Estratto selezionato
------------------------------------------------

Viceversa Papa Francesco ripete continuamente le stesse verità e ne tace altre, che pur sarebbero connesse. Certo questo non vuol dire che dica delle falsità, ma perché tace le altre, quando sembrerebbe opportuno ricordarle? È impossibile che non ci creda perché si tratta di verità di fede. È dunque una sua scelta pastorale, Ma ci è consentito di esprimere delle riserve. Qui il Papa non è infallibile. Questo atteggiamento non si nota in Benedetto.

Inoltre, compito specifico ed insostituibile di un Papa è quello di confermare nella fede, irrobustirla, spiegarla, fondarla, motivarla, difenderla, chiarire che cosa è di fede e che cosa non lo è, risolvere dubbi di fede. Benedetto è stato esemplare in ciò; Francesco, meno, per il fatto che nei suoi discorsi, soprattutto a braccio, non sempre fa capire chiaramente se esprime sue semplici opinioni, se parla come dottore privato o come Papa e maestro della fede.

Il discernimento del quale parla spesso Francesco non è tanto quell’acutezza di giudizio critico, che ci fa distinguere l’ortodosso dall’eretico, quanto piuttosto è il saper discernere nei casi concreti ed imprevisti che cosa fare o non fare. Benedetto, invece, con l’esperienza che aveva acquistato come Prefetto della CDF, è stato un maestro nell’indicarci le astuzie dell’errore e nell’aiutarci a scovarle e ad  evitarle.

La questione dello gnosticismo

Il più grande merito dottrinale di Papa Francesco è stato indubbiamente la condanna dello gnosticismo, raffinata ancestrale espressione della superbia intellettuale e dell’ipocrisia dell’io, che avendo ascoltato il serpente antico, finge di servire Dio ma in realtà serve il demonio, sostituendo a Dio il proprio io. È quello spirito farisaico di finta religiosità contro il quale Gesù è severissimo, spirito di empietà, di menzogna e di odio che sarà responsabile della sua condanna a morte.

 Così Papa Francesco definisce lo gnosticismo:

 

«Lo gnosticismo suppone una fede rinchiusa nel soggettivismo, dove interessa unicamente una determinata esperienza o una serie di ragionamenti e conoscenze che si ritiene possano confortare e illuminare, ma dove il soggetto in definitiva rimane chiuso nell’immanenza della sua propria ragione o dei suoi sentimenti»[1].

------------------------------------------------

Obiettivo dichiarato
Prosegui il testo su Papa Francesco, Benedetto e lo gnosticismo, riprendendo subito dopo la citazione con cui si chiude.

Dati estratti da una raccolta
------------------------------------------------

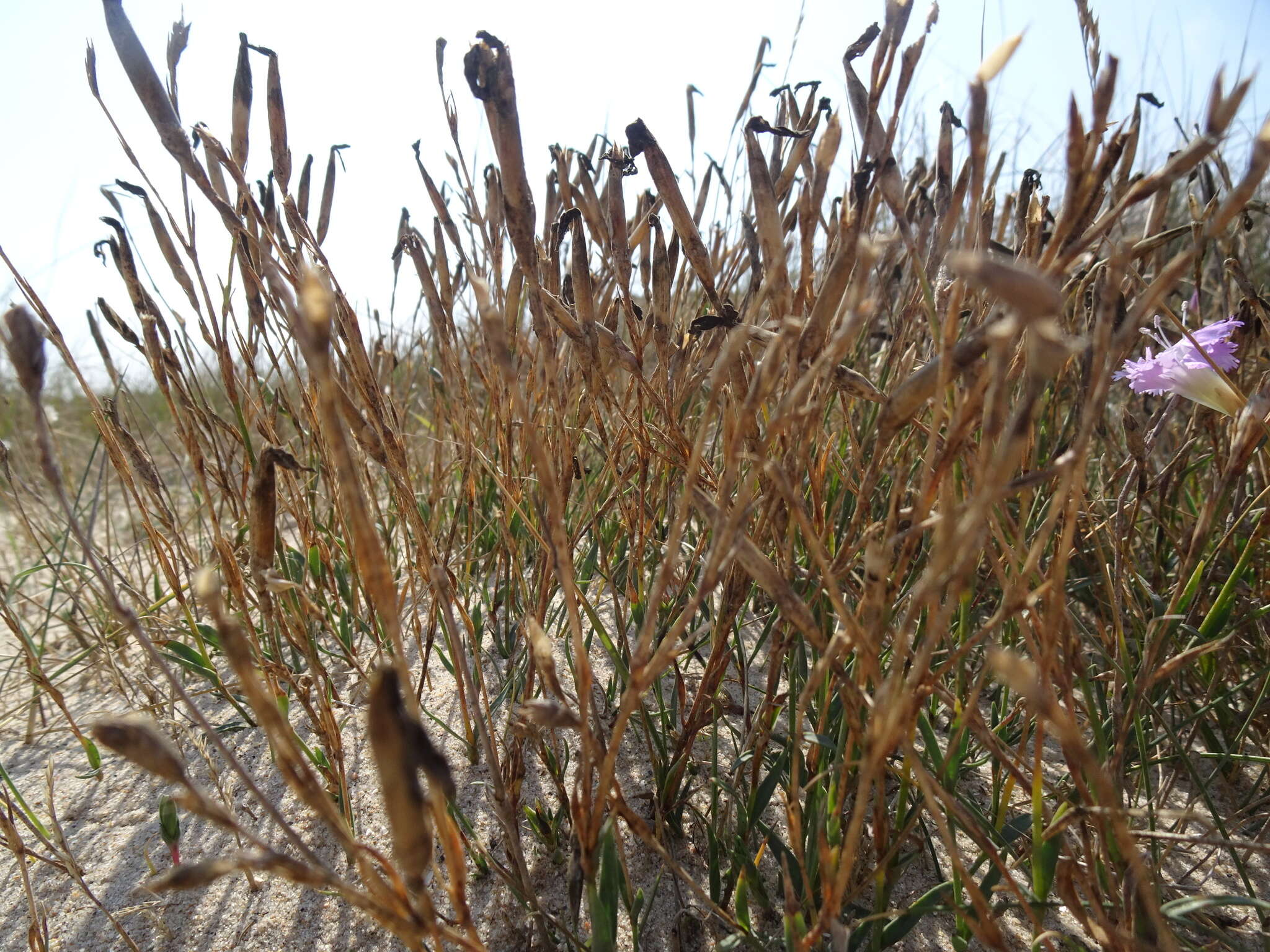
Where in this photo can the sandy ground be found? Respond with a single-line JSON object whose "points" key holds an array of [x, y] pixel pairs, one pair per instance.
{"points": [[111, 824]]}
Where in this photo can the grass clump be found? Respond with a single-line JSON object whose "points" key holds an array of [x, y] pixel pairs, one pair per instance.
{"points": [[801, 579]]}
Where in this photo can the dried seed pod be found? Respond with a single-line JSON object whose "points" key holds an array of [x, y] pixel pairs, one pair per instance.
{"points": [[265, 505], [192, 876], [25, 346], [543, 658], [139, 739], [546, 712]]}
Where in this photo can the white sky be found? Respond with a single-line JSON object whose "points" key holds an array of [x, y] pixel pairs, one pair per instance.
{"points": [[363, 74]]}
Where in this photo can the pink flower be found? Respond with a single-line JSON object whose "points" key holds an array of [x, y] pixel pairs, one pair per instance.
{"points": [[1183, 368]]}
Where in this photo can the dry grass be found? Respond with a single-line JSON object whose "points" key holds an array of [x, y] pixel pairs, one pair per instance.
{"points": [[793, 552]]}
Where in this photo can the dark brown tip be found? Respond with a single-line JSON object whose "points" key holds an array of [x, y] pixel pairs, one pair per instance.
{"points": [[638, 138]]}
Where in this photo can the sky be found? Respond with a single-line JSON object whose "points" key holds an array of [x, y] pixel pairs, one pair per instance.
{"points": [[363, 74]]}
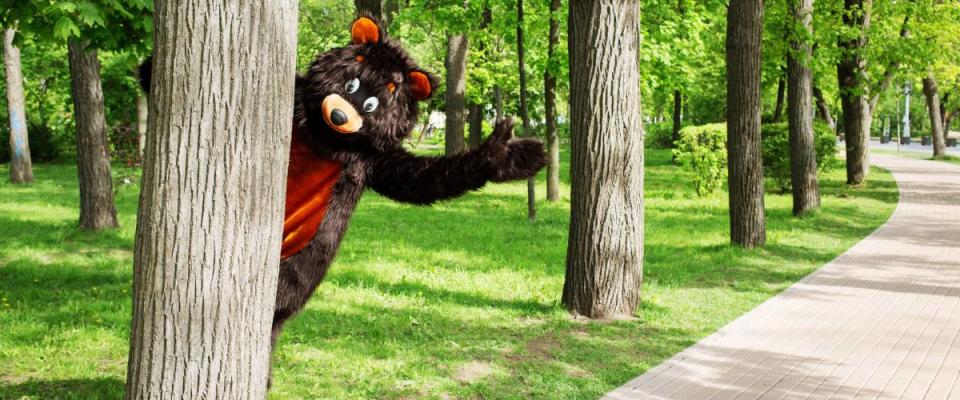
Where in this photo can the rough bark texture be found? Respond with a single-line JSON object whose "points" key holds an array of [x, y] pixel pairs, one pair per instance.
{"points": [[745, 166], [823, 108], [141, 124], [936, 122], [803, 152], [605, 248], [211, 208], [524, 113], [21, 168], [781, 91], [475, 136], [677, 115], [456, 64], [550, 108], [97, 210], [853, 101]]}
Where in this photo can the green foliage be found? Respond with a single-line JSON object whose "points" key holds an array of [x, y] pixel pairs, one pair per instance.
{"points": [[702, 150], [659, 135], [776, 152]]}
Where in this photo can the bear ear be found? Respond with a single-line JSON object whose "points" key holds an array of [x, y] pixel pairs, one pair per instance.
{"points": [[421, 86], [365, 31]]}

------------------------------------------------

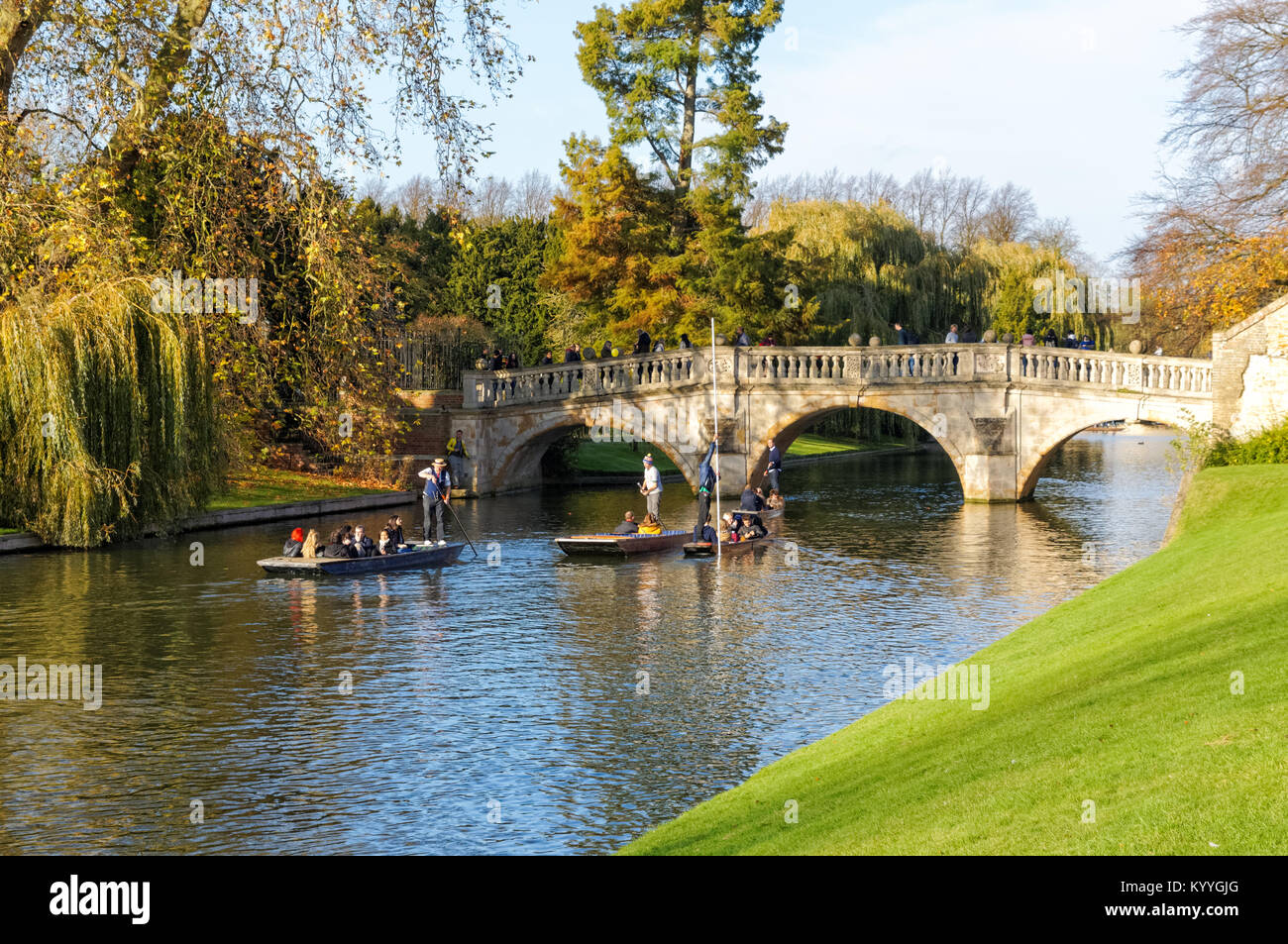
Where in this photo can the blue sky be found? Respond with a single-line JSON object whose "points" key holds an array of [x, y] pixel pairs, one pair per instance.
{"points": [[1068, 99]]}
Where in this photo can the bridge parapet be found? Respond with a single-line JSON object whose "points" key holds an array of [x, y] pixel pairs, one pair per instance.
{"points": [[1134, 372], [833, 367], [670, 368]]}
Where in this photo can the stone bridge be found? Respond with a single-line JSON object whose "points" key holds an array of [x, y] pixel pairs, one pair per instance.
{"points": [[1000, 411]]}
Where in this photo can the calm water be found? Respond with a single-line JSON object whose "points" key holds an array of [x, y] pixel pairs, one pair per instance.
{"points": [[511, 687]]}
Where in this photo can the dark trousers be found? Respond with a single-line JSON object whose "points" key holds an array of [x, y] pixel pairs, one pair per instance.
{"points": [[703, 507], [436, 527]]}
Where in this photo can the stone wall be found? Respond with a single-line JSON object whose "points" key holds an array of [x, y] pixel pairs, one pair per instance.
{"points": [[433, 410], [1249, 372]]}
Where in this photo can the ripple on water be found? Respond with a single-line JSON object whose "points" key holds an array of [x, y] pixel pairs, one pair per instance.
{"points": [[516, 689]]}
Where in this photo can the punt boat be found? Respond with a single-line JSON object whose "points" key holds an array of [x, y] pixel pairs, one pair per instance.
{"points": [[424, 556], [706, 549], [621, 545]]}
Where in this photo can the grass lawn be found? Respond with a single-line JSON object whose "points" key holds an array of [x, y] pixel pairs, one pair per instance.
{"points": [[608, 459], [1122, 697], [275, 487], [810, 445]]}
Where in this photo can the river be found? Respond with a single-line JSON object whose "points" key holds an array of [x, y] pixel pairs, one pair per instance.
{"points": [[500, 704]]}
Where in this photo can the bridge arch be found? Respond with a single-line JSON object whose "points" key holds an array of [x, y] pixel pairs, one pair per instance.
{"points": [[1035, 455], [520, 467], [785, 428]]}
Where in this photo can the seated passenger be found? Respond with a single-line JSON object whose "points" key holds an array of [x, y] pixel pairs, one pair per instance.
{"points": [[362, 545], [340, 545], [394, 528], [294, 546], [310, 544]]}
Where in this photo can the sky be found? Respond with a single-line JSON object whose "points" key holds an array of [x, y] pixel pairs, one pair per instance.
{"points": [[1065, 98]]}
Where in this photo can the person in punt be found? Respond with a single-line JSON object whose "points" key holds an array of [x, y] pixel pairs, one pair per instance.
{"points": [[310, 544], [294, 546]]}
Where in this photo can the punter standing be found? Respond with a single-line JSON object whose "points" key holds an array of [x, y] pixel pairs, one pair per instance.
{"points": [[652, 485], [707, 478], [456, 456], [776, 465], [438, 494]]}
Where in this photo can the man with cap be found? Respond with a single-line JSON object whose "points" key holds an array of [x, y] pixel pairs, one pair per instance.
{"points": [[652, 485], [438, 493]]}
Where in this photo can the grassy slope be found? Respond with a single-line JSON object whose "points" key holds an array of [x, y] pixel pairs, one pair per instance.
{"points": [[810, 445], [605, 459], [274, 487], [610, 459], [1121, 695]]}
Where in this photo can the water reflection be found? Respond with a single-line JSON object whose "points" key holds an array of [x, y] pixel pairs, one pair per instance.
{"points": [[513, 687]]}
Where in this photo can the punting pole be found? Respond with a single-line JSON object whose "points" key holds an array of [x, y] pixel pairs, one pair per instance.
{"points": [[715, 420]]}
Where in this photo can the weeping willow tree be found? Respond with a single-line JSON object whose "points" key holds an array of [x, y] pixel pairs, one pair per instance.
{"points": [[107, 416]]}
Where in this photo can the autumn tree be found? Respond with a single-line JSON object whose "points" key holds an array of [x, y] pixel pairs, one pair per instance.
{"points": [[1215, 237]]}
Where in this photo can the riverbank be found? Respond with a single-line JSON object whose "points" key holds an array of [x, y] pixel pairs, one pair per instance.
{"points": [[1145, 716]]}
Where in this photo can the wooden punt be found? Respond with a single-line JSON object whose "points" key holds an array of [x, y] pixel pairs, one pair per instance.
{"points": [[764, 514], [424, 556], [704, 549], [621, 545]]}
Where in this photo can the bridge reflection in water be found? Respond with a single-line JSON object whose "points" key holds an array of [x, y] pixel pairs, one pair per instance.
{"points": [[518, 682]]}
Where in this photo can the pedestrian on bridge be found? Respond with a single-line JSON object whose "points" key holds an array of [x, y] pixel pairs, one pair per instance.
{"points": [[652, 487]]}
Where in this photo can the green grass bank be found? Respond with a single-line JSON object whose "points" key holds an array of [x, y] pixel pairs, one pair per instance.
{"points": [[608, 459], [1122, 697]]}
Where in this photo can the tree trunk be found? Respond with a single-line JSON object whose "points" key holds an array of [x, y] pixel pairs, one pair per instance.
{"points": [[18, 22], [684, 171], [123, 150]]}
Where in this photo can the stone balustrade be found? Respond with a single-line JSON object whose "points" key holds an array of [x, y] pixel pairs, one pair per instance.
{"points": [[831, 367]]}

------------------------------------------------

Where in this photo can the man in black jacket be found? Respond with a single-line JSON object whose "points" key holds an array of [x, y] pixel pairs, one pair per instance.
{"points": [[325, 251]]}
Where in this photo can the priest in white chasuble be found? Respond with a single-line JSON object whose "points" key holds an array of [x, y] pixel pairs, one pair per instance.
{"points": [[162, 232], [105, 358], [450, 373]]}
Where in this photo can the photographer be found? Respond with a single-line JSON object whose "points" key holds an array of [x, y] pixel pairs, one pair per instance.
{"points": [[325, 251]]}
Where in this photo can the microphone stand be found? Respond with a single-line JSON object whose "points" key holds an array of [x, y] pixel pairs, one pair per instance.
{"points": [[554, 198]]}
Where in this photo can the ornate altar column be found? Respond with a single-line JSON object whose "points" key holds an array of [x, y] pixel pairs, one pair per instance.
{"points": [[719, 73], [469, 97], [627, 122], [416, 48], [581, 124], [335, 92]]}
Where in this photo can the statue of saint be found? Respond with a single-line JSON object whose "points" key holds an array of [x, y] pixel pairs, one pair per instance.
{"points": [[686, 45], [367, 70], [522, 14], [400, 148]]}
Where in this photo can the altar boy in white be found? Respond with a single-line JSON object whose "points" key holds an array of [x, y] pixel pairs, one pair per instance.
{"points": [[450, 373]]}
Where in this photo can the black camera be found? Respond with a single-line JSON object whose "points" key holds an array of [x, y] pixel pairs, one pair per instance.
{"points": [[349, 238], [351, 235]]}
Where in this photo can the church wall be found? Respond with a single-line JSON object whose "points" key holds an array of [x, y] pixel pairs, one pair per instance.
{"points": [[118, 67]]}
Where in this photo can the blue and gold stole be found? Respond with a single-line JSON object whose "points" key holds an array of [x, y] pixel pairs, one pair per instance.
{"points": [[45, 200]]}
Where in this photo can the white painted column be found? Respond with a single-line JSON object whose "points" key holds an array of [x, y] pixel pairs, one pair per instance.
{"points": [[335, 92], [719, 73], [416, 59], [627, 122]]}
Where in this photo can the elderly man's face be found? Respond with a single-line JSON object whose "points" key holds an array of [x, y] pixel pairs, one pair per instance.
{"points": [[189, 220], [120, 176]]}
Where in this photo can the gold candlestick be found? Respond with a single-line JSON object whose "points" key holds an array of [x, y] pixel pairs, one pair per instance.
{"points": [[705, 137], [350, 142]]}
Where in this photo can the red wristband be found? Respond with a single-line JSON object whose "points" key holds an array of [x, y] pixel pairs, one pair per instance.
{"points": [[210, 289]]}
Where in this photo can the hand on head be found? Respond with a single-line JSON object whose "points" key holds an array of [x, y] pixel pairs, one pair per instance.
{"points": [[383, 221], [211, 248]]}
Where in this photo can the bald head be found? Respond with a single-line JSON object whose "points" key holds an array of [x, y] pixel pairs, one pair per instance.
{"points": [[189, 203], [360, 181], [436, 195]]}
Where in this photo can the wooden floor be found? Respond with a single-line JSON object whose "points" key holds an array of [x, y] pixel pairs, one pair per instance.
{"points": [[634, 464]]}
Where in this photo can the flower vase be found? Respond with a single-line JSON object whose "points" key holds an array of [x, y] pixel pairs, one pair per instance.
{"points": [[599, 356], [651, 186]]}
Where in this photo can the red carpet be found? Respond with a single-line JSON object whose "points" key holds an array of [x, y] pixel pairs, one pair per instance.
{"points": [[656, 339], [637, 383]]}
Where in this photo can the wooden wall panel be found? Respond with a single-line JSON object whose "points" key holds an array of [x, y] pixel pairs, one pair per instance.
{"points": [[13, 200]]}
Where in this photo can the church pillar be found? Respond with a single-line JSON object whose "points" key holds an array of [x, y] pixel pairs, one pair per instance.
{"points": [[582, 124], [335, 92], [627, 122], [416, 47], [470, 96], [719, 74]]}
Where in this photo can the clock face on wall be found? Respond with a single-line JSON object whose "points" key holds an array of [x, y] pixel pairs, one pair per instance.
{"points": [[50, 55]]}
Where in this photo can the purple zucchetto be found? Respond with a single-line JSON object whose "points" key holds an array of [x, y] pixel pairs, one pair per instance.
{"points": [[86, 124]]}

------------------------------------------------

Risposta al compito
 

Lo gnosticismo «riesce a soggiogare alcuni con un fascino ingannevole, perché l’equilibrio gnostico è formale e presume di essere asettico, e può assumere l’aspetto  di una certa armonia o di un ordine che ingloba tutto» (n.38). Esso «pretende di ridurre l’insegnamento di Gesù a una logica fredda e dura che cerca di dominare tutto» (n.39). «Lo gnosticismo è una delle peggiori ideologie, perché, mentre esalta indebitamente la conoscenza o una determinata esperienza, considera che la propria visione della realtà sia la perfezione. … Lo gnosticismo per sua propria natura vuole addomesticare il mistero» (n.40). «Vuole tutto chiaro e sicuro e pretende di dominare la trascendenza di Dio» (n.41).

È evidente il riferimento all’idealismo tedesco, il cui principe è Hegel, per il quale il pensiero s’identifica con l’essere, il soggetto è la totalità del reale, la logica è la sintesi del sì e del no, da cui l’etica della superbia e della doppiezza, moderna versione del fariseismo biblico.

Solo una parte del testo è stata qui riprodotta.